# GIVEN TASK
Please give these rows again with every "beard" replaced by "mustache", keeping everything else unchanged.

## start THE INPUT

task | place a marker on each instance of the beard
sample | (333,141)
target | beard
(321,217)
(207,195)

## end THE INPUT

# WRITTEN REPLY
task | place a marker on each instance of the mustache
sample | (333,141)
target | mustache
(321,217)
(207,195)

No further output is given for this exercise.